#### What you should do:
Turn the lines of the listing below, from the line containing "blue abstract painting." through the line containing "matching the sky.", both included, into a numbered list. Leave out blank lines and include no other lines.
* BEGIN *
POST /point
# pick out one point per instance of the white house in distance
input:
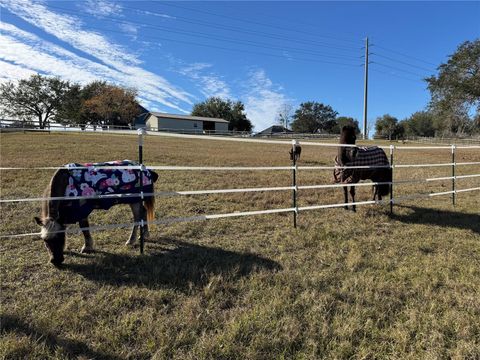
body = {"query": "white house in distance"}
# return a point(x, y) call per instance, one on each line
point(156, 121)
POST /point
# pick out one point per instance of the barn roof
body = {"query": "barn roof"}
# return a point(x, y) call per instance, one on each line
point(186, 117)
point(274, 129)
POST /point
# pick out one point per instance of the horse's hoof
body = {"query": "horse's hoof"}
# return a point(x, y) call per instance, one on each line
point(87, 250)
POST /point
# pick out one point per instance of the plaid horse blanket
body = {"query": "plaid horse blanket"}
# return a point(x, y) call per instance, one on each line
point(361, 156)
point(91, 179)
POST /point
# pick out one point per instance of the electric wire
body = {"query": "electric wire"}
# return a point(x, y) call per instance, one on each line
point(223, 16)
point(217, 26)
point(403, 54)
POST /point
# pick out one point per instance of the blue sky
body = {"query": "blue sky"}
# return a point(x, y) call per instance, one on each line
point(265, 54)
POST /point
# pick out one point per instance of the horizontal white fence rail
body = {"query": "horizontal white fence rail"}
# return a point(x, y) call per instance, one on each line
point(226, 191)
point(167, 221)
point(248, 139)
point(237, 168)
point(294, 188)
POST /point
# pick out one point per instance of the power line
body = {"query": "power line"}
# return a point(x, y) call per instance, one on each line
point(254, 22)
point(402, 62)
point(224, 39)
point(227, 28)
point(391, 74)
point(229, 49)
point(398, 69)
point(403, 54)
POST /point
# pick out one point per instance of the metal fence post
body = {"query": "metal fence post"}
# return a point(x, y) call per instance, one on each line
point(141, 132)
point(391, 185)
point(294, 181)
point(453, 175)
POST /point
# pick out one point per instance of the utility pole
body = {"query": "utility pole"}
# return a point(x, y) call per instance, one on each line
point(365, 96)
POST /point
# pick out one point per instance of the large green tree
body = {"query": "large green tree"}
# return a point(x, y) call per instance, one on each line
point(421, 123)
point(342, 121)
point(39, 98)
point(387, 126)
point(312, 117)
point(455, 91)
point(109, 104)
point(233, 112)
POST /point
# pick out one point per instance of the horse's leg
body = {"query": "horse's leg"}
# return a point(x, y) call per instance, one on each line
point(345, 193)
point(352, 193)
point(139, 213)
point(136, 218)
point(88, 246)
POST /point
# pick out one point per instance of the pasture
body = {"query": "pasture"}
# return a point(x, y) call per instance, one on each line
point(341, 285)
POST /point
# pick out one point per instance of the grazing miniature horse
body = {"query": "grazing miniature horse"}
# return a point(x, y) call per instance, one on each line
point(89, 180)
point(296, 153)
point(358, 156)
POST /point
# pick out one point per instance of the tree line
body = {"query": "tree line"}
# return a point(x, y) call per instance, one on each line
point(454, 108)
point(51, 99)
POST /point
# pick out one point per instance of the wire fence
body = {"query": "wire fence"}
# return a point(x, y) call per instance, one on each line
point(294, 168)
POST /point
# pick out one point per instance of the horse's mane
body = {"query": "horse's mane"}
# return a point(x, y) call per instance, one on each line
* END *
* BEGIN *
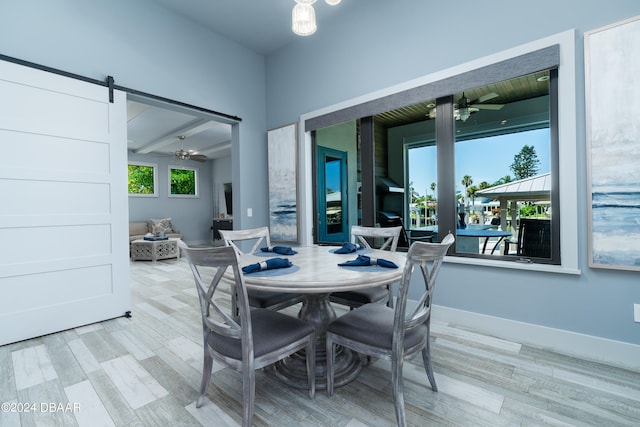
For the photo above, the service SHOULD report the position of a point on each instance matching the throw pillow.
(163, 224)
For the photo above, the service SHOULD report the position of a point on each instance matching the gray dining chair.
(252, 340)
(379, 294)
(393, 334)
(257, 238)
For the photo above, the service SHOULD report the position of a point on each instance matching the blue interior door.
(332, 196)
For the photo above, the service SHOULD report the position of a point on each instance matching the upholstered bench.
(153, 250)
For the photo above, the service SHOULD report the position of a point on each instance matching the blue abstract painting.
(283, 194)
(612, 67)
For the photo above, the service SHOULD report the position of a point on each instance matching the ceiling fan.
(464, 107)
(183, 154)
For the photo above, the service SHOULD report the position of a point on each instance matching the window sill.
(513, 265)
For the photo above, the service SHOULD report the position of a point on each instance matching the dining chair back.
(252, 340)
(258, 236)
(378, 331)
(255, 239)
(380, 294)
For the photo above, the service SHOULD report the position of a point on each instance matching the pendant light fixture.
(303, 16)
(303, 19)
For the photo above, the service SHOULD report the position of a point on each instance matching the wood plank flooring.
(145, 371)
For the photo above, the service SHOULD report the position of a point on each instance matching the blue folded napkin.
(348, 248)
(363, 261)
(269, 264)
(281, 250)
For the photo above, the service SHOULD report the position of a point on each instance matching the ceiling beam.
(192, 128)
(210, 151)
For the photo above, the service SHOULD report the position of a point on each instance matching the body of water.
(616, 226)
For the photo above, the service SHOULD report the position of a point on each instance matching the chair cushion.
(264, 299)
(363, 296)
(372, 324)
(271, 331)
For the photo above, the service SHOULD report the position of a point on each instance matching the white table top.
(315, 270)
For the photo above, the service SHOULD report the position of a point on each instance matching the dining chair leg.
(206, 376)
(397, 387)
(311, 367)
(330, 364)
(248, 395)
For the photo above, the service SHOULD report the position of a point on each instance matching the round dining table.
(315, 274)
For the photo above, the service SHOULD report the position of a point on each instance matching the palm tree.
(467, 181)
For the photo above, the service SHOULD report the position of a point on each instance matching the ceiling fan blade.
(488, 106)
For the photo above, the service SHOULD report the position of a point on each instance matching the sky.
* END *
* BEGIN *
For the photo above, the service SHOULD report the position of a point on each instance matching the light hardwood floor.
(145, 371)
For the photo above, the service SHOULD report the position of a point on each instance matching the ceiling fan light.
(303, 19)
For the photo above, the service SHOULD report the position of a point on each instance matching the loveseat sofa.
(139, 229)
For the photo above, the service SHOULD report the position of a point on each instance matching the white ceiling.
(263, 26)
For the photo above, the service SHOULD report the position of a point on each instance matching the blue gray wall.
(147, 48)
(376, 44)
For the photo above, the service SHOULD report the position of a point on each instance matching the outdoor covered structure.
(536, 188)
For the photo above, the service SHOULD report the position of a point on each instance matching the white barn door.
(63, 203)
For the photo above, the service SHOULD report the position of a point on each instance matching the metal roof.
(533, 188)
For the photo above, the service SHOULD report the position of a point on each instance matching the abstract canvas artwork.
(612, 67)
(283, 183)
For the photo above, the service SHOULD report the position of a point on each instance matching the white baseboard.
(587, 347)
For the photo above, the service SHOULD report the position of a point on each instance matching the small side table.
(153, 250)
* END *
#### Solved exercise:
1. For the photo above, the service SHOULD report the position of a point on each instance matching the blue abstract painting.
2. (283, 194)
3. (612, 67)
4. For the photo above, the service SHOULD report the position of a point on each instance matching the ceiling fan.
5. (464, 107)
6. (183, 154)
7. For the photo above, the service SHOULD report the position of a point on each instance matching the window sill.
8. (513, 265)
9. For the photo above, the service SHOULD report the position of a point on each instance matching the dining chair back.
10. (252, 340)
11. (258, 236)
12. (378, 331)
13. (255, 239)
14. (380, 294)
15. For the photo above, the service SHOULD report the position of a point on each instance matching the pendant light fixture.
16. (303, 16)
17. (303, 19)
18. For the photo above, the service SHOULD report the position of a point on each instance matching the wood plank flooring.
19. (145, 371)
20. For the photo above, the service SHOULD report the position of a point on each instance matching the blue folded napkin.
21. (348, 248)
22. (363, 261)
23. (269, 264)
24. (281, 250)
25. For the photo above, the service SHOULD report the position of a point on each instance matching the ceiling beam.
26. (192, 128)
27. (210, 151)
28. For the photo above, the service SHOULD report the position of a point on each instance matching the body of water.
29. (616, 226)
30. For the photo above, the service SHOULD report the position of a point on each instance matching the chair cushion.
31. (264, 299)
32. (363, 296)
33. (372, 324)
34. (271, 331)
35. For the photo above, the service SHOULD report the position of a point on each instance matching the white table top.
36. (315, 270)
37. For the photo above, the service SHOULD report the position of a point on each instance matching the dining chair leg.
38. (206, 376)
39. (397, 387)
40. (311, 367)
41. (330, 364)
42. (248, 395)
43. For the photo above, the service SHOULD report the position of a point on each instance matching the round dining table.
44. (315, 274)
45. For the photo above, the service SHOULD report the position of a point on each instance matching the palm tree.
46. (467, 181)
47. For the photo above, the service SHOULD report the position of a point on each instance matching the ceiling fan blade.
48. (488, 106)
49. For the photo above, the service SHOULD report the position of a point on each instance matching the sky.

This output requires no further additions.